## WORK ORDER
Decide whether each statement agrees with the text about cookies below, answering yes or no and quoting the deciding words of the text: 1. Cookies can make popups appear on your computer. 2. Cookies are text files. 3. Ruth's browser has cookies blocked.

Ruth Wants To Know About "Cookies"
I am wondering if "cookies" are really bad. I can not get on to some sites as my browser has cookies blocked. should I unblock or leave well enough alone? Interested to see what you say. Ruth

Few things stir up hot debates more than cookies. Anti-spyware sites like to hammer on cookies because, well because, it gives them something to hammer on. But, are cookies really in the same league with spyware, adware, malware and hijackers? Hardly. They don't contain any mechanism to download software on your computer; they don't contain hidden machinery to make popups appear on your computer, they don't infect. modify, change, or rewrite your registry, and they don't have the capacity to "run" (execute). So regardless of what the gurus of the Web tell you, cookies are not something you should fret over. If you want to worry about cookies, worry about Christmas (Yes! I said Christmas!) cookies!

Cookie Facts

1. Cookies are text files and cannot "run" (execute).
2. Cookies cannot normally track you from site to site. They can only normally  track your movements within a site or group of sites.
3. Cookies are limited in the information that they give.

## DATA RECORDS
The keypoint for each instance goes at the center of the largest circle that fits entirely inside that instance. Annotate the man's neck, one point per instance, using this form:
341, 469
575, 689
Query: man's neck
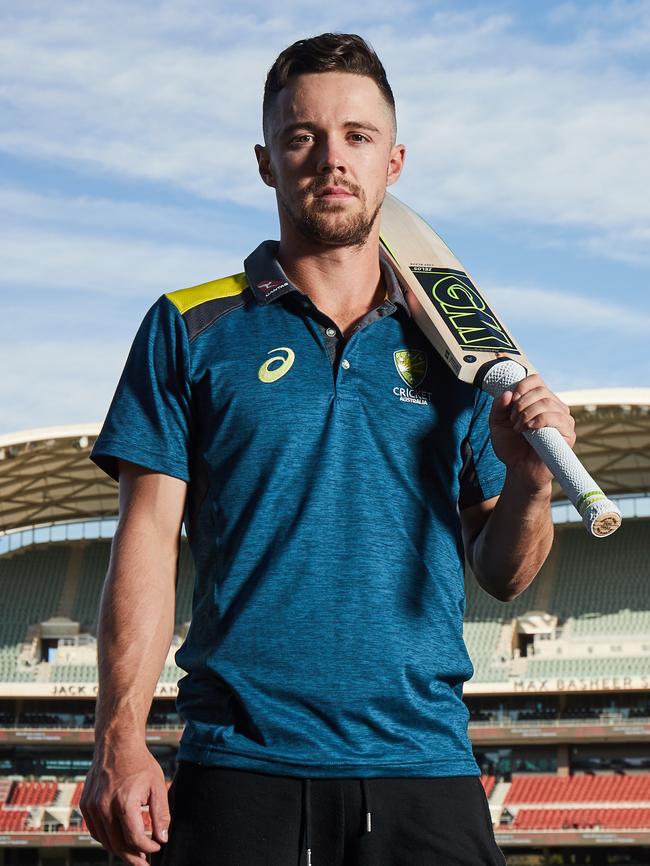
343, 282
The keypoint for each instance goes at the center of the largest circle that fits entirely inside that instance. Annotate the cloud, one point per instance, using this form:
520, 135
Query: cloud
60, 382
502, 124
115, 266
541, 308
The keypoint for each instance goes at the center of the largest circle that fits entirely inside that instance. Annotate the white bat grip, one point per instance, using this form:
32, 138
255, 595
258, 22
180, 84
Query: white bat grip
600, 515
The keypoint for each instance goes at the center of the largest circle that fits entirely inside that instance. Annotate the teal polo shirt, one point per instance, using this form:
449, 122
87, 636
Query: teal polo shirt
325, 479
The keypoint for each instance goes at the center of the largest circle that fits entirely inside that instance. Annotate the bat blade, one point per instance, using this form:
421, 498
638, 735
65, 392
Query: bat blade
464, 330
443, 299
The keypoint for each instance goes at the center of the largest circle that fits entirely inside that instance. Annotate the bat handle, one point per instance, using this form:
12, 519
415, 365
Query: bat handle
600, 515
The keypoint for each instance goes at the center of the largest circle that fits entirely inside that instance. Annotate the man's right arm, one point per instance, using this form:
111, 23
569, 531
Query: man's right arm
136, 625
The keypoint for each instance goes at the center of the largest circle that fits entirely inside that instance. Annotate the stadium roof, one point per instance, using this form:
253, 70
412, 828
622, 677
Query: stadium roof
46, 476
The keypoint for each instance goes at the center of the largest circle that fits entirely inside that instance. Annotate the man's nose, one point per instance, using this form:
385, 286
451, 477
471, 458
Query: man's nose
330, 156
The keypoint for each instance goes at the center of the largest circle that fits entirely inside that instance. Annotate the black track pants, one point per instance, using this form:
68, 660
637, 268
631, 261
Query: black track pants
224, 817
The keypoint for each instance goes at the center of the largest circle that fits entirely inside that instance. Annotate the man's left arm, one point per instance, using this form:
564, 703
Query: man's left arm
507, 538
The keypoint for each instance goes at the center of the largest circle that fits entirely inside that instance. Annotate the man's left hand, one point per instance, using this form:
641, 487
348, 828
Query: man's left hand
529, 406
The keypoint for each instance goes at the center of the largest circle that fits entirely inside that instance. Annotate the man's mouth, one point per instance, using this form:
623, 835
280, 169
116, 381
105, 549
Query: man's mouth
333, 192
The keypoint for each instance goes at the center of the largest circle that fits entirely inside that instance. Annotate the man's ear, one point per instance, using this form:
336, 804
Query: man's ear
395, 163
264, 164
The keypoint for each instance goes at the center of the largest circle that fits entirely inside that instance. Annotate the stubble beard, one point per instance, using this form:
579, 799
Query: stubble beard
314, 221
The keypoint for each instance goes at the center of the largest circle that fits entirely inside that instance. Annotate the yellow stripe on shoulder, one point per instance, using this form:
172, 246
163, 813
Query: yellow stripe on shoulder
226, 287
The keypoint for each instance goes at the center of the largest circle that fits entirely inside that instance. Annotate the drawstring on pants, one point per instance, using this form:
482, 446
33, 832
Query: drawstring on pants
306, 808
365, 800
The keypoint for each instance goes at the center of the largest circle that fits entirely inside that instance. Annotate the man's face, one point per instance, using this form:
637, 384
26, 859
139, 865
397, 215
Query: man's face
330, 156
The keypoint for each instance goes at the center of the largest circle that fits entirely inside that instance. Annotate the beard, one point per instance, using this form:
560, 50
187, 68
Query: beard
315, 223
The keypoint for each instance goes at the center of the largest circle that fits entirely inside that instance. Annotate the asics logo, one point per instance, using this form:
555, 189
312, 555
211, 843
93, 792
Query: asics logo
277, 366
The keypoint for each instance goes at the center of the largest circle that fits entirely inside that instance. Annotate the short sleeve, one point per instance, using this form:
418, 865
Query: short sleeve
149, 420
482, 473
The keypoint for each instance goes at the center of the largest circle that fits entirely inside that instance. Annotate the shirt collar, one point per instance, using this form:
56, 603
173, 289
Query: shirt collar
269, 282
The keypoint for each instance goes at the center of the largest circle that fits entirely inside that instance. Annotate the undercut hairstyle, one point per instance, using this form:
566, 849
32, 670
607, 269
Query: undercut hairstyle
329, 52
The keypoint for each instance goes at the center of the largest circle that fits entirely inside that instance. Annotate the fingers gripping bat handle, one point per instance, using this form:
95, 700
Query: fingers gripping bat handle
600, 515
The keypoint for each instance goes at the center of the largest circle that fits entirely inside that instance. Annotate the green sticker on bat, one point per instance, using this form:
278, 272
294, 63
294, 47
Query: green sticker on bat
465, 312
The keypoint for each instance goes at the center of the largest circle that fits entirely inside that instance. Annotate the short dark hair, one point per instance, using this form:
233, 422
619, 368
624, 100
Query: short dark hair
329, 52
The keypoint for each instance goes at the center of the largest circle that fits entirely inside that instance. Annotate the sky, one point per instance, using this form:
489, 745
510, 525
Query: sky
127, 170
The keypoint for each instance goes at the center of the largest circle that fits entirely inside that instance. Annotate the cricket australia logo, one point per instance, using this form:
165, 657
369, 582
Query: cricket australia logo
412, 366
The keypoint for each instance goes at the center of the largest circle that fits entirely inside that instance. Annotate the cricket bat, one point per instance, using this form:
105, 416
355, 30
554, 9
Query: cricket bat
478, 348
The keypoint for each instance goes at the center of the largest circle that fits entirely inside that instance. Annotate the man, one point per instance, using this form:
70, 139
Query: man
328, 520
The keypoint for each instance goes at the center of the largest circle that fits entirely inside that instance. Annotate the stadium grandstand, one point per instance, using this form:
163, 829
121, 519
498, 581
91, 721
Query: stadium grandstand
559, 703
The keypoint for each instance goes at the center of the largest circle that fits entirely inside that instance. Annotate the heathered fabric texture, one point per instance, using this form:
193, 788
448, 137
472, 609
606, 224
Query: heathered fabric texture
326, 637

## TASK RESPONSE
1. No: "they don't contain hidden machinery to make popups appear on your computer"
2. Yes: "Cookies are text files"
3. Yes: "my browser has cookies blocked"